-- START LISTING --

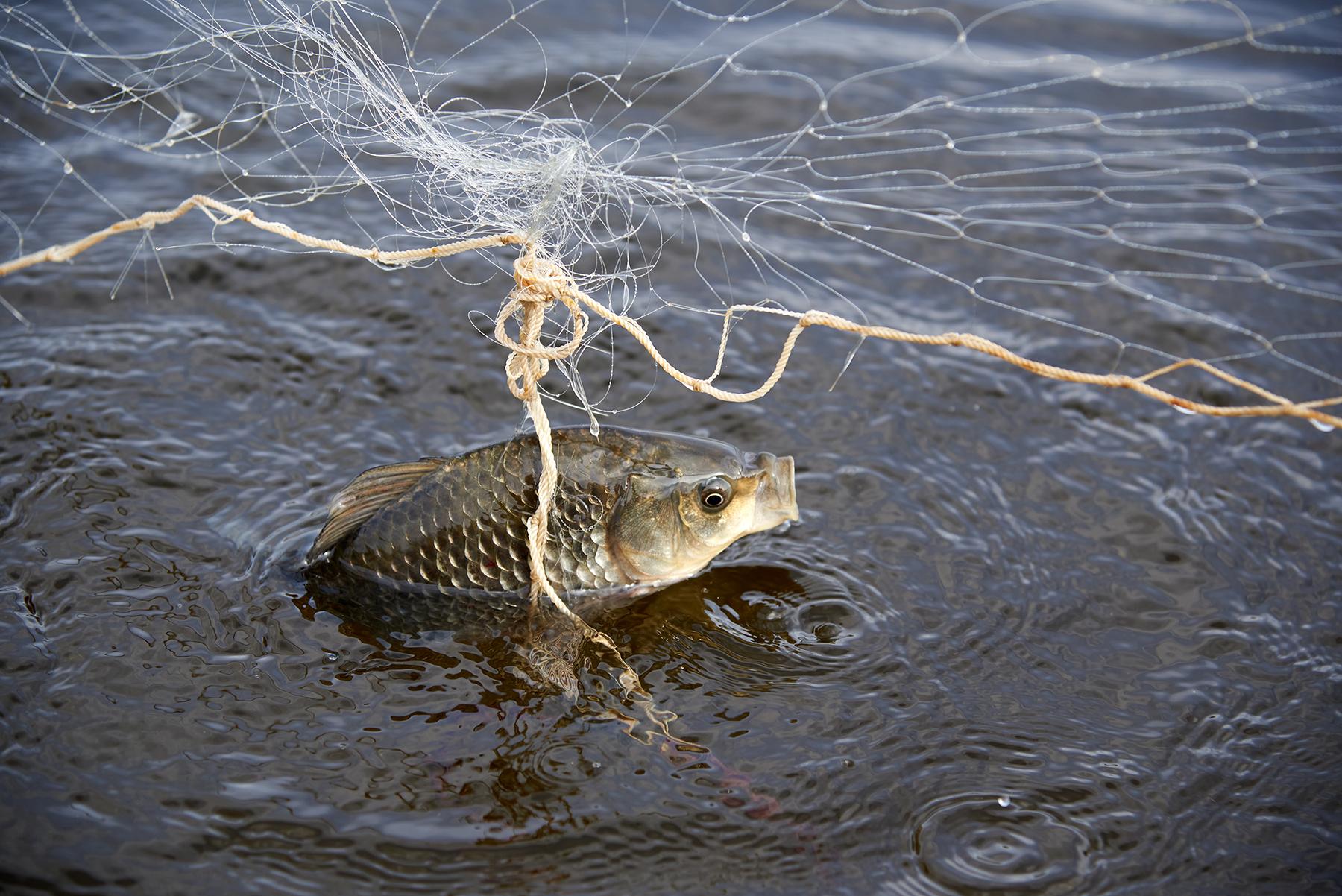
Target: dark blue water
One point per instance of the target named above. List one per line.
(1027, 637)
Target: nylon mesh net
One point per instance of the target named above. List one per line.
(1105, 187)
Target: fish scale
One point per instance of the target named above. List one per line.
(629, 514)
(463, 528)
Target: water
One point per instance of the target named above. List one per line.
(1028, 637)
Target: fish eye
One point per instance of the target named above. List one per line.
(714, 493)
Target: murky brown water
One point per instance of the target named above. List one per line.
(1028, 637)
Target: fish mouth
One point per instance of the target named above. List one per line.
(776, 502)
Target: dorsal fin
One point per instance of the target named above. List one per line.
(367, 494)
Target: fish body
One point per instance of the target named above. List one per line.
(634, 511)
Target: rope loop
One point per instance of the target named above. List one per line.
(540, 283)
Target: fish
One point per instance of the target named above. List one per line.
(634, 511)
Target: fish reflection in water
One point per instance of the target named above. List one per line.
(427, 557)
(530, 783)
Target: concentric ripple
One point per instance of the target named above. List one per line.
(974, 842)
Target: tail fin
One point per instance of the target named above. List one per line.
(365, 495)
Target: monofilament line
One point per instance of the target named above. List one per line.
(543, 282)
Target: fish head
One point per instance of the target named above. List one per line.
(679, 513)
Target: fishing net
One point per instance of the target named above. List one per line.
(1132, 195)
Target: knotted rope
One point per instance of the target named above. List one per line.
(541, 283)
(538, 283)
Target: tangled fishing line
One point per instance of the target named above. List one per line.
(333, 101)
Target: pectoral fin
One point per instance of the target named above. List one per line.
(365, 495)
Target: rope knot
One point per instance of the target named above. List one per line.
(540, 282)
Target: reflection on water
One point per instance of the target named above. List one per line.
(1026, 637)
(1011, 651)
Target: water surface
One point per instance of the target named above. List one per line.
(1027, 637)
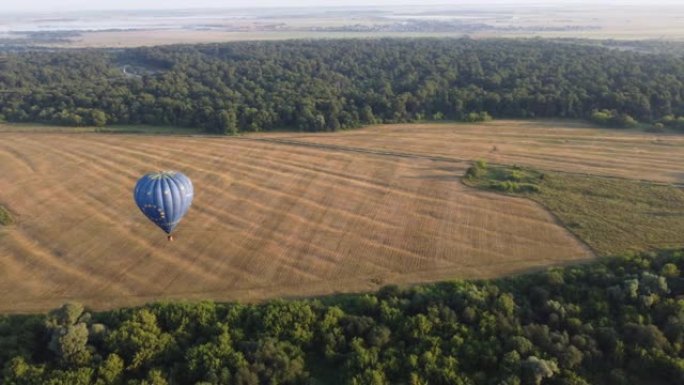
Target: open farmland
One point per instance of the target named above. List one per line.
(269, 219)
(544, 144)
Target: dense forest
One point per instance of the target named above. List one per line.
(615, 321)
(329, 85)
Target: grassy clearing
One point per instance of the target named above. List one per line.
(611, 215)
(5, 217)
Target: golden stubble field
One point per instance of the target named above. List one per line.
(269, 220)
(545, 144)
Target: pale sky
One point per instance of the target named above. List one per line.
(88, 5)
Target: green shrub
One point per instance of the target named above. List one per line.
(5, 217)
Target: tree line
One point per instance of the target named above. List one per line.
(331, 85)
(616, 321)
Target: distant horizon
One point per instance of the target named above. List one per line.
(79, 6)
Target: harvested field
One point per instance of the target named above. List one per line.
(549, 145)
(268, 220)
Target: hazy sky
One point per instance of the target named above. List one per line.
(74, 5)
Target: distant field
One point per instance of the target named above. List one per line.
(546, 144)
(269, 219)
(612, 215)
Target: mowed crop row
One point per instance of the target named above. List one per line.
(268, 220)
(550, 145)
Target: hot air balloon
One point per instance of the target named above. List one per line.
(164, 197)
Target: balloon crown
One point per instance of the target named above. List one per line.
(161, 174)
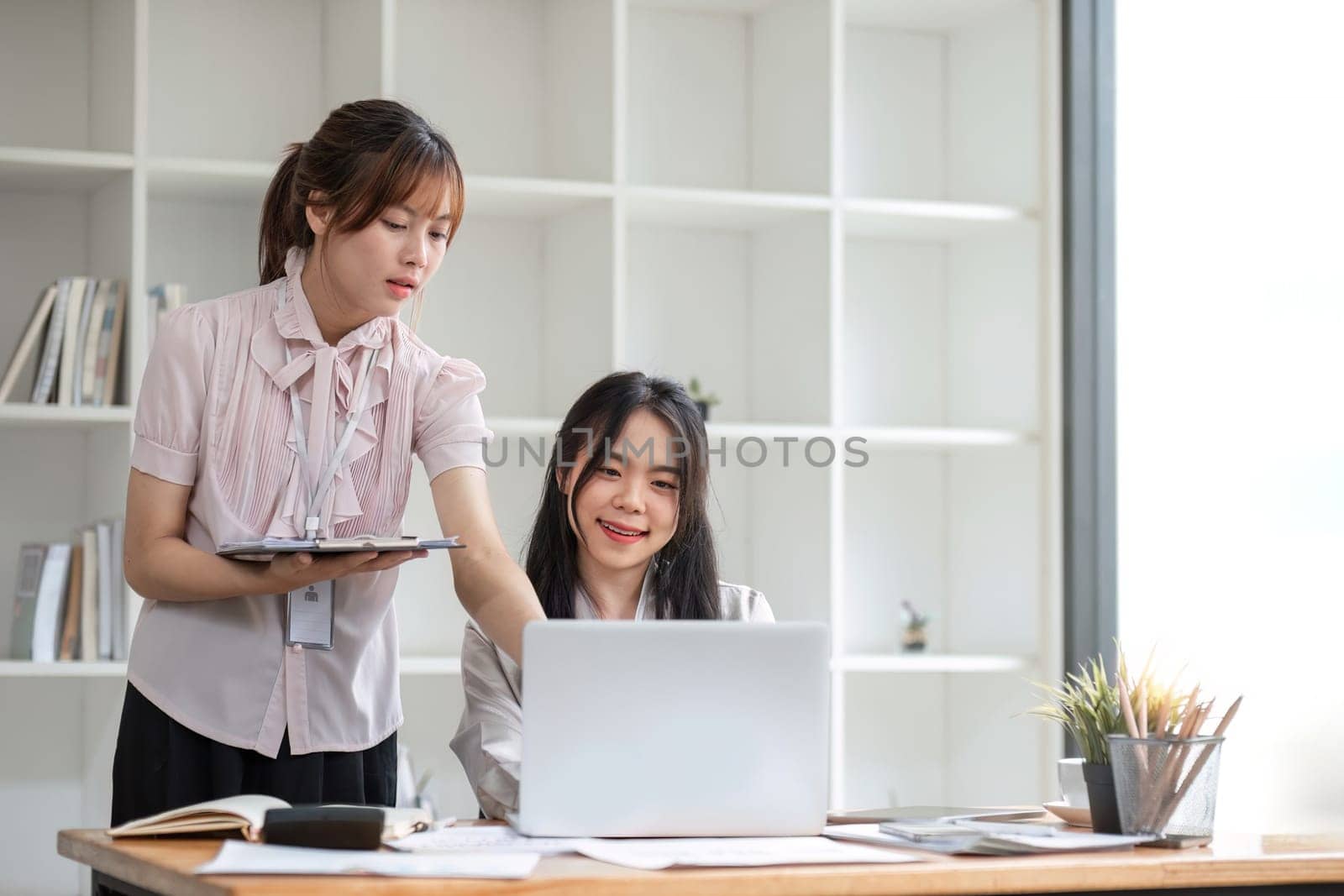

-- END LISTING --

▶ _STATED TASK_
Rewrite everything from the line containing "Target: hot air balloon" down to the end of the records, with both ends included and the requests kept. Multiply each point coordinate in the answers by 0.45, round it to a whole number with halves going up, and leave the pictures out.

▶ _EXPECTED ANSWER_
Target: hot air balloon
One point per instance of the target named above. List one per line.
(74, 89)
Target: balloon crown
One point per instance of the target named above. List one per line.
(72, 78)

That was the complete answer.